- [YOUR OBJECTIVE] Repeat the records below in their entirety, exactly.

Top of DATA EXTRACTS

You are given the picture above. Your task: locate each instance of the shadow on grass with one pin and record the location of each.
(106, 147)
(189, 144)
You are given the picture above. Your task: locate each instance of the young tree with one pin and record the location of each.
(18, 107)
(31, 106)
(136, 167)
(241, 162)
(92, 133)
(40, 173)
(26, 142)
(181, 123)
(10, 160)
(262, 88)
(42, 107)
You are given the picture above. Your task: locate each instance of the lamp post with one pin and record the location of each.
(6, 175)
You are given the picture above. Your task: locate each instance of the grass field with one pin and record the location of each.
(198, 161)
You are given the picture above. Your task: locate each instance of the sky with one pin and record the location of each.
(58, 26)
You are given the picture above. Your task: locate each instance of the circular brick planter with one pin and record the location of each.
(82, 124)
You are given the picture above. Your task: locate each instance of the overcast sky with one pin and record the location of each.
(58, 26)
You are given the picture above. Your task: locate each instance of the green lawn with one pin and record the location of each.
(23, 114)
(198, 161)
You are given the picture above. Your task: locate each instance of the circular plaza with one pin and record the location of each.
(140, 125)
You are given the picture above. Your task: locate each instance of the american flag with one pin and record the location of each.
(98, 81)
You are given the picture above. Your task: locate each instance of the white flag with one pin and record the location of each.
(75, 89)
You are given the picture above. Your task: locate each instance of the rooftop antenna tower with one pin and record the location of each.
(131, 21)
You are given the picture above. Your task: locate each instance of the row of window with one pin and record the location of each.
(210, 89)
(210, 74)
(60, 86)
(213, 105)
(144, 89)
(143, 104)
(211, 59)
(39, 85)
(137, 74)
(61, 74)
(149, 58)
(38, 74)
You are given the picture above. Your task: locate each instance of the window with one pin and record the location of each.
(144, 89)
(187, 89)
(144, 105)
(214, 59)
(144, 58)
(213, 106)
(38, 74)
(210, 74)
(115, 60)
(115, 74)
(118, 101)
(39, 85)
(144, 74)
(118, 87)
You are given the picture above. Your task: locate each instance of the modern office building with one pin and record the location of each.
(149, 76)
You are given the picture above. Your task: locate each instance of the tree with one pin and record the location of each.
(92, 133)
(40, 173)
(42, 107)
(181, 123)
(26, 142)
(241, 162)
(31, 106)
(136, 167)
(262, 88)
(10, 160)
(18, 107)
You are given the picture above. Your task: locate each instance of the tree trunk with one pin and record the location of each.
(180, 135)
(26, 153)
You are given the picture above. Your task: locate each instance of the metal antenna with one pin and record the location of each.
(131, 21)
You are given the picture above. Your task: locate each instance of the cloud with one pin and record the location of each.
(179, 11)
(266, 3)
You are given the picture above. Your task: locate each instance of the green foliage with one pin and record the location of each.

Bottom of DATA EXTRACTS

- [SOLUTION TO THIS PROBLEM]
You are given the picture above. Your task: locate each instance of the shadow on grass with one pin and record the location of each.
(106, 147)
(189, 144)
You are given the picture above. Your task: locate each instance of the young tree with one pin and record the location of each.
(18, 107)
(31, 106)
(136, 167)
(241, 162)
(92, 133)
(40, 173)
(26, 142)
(181, 123)
(10, 160)
(262, 88)
(42, 107)
You are given the picture above. Your task: locate each instance of the lamp post with one pin and record the location of each.
(6, 175)
You are given the picture above. Your task: locate each instance of the grass field with one pin and record the location of each.
(198, 161)
You are given the picture above. Your task: locate each instance of the sky with one pin and record the location of each.
(58, 26)
You are given the picture above. Your task: locate each instance of the circular brick planter with one pin and record the location of each.
(82, 124)
You are given the picture above. Your task: locate each instance of the overcast sky with one pin and record the location of each.
(58, 26)
You are given the picture above. Your task: locate each instance of the green lawn with one pin and record the location of each.
(23, 114)
(198, 161)
You are given the picture above. Your task: locate each instance of the circular plaza with one pin and record the location of each.
(140, 125)
You are given the picture above. Your task: locate each instance of the american flag with one pin and record the location of each.
(98, 81)
You are given the picture above. Your task: locate each instance of the white flag with one pin and record the location of each.
(75, 89)
You are given the picture above. Your task: locate each instance of the rooftop antenna tower with one pin and record the location of each.
(131, 21)
You are given the picture above. Your task: locate each instance of the row of window with one pin and record the location of each.
(210, 89)
(210, 74)
(60, 86)
(213, 105)
(144, 89)
(143, 104)
(211, 59)
(39, 85)
(137, 74)
(61, 74)
(149, 58)
(38, 74)
You are given the picture above. Your task: locate each instance of the window with one pin and record the location of each.
(144, 89)
(187, 89)
(144, 105)
(214, 59)
(144, 58)
(213, 106)
(38, 74)
(210, 74)
(115, 60)
(115, 74)
(118, 101)
(39, 85)
(144, 74)
(118, 87)
You are given the picture above. Your task: locate each instance of the modern office building with one pin and record the location of each.
(149, 76)
You are given the picture above. Your task: locate each instance of the tree with one pin and record the location of each.
(92, 133)
(40, 173)
(42, 107)
(181, 123)
(26, 142)
(241, 162)
(31, 106)
(136, 167)
(262, 88)
(10, 160)
(18, 107)
You are given the picture above. Your task: locate each instance of the tree trunk with one pin and record the location of each.
(180, 135)
(26, 153)
You are given the picture above. Your task: locate each instance of the metal antenna with one pin and record the location of each.
(131, 21)
You are given the picture above. Your task: locate each instance of the cloud with one pin and record the location of each.
(179, 11)
(266, 3)
You are given the picture above. Your task: locate each instance of the green foliage with one pin and record the location of each.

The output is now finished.